> Recorded information:
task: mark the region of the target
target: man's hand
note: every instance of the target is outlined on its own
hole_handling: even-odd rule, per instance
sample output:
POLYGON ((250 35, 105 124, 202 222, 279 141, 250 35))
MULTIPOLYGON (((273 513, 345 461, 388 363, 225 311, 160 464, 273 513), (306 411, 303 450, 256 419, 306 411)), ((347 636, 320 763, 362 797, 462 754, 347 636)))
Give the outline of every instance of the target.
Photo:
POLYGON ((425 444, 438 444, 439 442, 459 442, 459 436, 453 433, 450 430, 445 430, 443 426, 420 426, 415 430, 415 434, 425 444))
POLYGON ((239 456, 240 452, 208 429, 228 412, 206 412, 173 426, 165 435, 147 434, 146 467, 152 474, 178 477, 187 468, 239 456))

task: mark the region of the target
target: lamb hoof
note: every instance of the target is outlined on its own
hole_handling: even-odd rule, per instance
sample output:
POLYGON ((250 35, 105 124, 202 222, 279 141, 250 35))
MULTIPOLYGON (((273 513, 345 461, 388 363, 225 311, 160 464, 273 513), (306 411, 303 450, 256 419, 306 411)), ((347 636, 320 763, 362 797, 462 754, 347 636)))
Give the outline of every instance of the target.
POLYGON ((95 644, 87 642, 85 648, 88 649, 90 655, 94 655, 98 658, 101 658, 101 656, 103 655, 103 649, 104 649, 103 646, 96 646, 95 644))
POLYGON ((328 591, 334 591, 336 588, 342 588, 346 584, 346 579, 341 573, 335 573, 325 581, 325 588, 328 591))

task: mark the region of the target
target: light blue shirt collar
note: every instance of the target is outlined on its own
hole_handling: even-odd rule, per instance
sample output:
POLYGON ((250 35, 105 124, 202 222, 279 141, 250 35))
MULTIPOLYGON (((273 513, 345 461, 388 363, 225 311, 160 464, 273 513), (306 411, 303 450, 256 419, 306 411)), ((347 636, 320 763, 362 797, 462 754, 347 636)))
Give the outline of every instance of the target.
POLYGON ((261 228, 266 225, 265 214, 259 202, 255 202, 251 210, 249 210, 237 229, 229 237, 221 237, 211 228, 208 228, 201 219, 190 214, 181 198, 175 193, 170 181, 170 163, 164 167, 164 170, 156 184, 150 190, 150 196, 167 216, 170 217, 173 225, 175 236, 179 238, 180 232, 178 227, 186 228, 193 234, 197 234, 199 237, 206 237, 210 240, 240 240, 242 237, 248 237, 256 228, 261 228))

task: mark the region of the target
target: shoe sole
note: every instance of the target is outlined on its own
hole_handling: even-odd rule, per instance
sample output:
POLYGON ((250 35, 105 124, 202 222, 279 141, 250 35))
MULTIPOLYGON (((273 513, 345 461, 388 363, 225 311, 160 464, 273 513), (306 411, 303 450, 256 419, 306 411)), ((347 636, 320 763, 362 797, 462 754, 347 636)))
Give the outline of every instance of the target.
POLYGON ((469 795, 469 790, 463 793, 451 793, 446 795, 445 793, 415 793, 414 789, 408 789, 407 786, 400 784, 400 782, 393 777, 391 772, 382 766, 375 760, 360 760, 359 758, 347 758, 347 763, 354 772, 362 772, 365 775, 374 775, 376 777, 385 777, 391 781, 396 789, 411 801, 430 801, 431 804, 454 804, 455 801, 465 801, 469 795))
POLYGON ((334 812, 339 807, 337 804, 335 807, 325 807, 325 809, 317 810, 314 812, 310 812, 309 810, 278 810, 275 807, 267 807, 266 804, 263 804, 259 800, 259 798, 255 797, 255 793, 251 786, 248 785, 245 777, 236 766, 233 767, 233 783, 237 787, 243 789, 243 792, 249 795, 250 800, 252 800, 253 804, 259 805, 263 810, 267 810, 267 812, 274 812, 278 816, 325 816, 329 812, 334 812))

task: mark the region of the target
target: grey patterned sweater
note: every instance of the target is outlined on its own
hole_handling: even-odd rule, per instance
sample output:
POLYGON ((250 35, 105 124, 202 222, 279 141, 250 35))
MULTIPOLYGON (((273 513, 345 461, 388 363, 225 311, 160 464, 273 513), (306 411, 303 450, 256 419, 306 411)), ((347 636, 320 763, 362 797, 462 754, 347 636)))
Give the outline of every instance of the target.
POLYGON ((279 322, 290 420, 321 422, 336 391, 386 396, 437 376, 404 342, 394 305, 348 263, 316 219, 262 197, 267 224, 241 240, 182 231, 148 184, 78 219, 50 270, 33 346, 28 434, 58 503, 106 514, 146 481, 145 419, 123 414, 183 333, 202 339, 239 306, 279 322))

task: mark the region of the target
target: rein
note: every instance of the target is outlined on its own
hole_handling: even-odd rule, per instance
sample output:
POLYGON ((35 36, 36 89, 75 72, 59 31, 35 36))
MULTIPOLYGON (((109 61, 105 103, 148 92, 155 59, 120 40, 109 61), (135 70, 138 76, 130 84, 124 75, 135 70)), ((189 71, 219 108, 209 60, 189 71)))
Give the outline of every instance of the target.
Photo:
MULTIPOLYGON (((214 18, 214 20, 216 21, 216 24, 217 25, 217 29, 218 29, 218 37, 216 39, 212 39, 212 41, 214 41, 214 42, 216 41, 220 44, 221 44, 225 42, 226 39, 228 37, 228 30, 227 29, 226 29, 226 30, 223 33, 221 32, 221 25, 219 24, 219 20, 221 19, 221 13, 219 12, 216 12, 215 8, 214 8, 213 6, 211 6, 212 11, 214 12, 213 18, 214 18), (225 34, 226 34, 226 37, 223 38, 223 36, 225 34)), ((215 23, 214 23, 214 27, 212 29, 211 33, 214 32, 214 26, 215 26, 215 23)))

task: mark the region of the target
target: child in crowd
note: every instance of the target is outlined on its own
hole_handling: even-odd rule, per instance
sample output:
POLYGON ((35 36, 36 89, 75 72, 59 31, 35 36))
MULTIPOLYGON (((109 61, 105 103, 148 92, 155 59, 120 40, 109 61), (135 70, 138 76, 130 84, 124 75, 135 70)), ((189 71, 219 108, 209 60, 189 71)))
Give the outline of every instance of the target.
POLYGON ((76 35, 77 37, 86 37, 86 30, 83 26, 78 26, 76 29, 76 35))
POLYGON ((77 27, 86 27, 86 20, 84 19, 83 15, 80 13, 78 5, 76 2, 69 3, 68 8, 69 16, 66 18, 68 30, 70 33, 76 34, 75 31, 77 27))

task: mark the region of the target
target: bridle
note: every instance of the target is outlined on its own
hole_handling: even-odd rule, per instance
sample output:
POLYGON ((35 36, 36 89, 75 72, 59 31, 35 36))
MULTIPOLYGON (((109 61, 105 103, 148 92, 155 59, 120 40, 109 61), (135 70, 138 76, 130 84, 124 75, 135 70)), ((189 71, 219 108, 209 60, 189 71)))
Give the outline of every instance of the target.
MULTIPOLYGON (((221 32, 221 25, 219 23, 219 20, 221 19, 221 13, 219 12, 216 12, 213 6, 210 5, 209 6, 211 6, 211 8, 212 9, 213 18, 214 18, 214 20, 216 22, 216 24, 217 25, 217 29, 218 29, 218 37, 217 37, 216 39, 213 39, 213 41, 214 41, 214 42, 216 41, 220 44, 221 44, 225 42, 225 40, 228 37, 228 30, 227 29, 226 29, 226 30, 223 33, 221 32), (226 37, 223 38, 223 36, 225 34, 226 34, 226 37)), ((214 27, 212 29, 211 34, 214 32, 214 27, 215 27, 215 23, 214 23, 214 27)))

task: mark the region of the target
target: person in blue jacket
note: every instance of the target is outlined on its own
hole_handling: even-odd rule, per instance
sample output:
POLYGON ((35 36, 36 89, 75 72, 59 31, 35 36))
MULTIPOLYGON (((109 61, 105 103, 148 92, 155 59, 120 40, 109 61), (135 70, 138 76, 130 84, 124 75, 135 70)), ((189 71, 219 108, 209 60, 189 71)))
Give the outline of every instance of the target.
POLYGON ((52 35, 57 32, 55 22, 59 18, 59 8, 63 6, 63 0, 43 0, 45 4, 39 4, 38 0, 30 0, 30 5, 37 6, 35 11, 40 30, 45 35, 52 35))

* * *

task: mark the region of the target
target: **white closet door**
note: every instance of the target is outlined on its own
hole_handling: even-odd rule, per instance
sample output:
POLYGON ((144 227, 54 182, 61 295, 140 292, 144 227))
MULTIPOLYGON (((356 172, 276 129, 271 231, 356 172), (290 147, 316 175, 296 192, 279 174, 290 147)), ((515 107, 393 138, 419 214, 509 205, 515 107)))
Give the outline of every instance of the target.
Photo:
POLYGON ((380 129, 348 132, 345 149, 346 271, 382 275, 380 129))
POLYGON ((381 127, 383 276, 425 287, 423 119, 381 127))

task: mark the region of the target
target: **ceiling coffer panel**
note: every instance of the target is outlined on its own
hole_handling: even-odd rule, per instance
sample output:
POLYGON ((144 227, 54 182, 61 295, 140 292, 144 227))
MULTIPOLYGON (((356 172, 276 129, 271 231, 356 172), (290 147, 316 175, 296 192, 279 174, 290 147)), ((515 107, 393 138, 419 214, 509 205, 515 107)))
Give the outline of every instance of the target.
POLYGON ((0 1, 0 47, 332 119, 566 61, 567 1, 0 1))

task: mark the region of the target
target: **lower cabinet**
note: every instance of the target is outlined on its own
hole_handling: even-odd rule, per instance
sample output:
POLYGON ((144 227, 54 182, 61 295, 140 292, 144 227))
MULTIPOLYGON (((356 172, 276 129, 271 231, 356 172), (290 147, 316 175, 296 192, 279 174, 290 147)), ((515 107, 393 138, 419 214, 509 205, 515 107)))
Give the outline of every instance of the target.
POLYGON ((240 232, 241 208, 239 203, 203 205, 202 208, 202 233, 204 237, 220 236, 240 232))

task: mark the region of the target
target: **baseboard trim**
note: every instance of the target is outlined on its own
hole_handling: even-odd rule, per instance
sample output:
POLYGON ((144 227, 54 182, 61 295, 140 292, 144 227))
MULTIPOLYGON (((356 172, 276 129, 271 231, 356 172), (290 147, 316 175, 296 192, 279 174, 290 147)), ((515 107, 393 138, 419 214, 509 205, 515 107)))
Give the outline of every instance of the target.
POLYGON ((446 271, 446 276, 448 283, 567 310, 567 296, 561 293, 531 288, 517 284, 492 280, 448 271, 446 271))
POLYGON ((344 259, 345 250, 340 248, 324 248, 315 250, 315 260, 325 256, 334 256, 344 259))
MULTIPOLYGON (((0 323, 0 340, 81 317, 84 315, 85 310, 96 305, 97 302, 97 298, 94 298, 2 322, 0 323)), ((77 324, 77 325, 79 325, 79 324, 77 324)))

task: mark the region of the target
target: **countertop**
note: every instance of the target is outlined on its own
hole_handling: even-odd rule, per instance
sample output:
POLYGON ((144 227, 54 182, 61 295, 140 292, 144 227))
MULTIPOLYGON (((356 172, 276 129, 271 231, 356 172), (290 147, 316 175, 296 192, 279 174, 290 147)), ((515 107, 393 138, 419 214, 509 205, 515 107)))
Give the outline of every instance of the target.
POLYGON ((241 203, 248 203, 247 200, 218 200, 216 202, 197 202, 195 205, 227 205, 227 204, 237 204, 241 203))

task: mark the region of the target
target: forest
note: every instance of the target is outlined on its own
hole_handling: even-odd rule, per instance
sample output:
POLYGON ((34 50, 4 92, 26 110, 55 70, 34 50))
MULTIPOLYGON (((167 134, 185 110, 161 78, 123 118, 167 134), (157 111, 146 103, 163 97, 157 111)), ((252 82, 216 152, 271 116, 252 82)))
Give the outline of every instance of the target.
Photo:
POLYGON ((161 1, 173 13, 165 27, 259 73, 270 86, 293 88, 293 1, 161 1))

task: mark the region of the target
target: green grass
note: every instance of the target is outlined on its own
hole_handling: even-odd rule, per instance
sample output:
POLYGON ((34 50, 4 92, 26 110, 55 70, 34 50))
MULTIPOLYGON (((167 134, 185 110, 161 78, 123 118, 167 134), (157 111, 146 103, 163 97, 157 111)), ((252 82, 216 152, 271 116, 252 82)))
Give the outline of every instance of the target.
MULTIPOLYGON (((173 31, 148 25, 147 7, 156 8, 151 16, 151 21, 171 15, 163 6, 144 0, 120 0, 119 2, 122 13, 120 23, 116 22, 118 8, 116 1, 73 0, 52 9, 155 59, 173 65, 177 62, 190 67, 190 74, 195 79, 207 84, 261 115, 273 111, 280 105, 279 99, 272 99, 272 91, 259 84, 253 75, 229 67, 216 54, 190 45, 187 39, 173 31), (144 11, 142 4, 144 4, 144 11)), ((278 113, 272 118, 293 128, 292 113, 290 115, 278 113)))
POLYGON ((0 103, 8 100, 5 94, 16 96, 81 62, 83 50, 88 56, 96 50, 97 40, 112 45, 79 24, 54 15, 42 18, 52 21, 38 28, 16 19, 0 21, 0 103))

> Given request:
Report how many lines of the material contain the string "blue". Give only the number.

> Final result:
2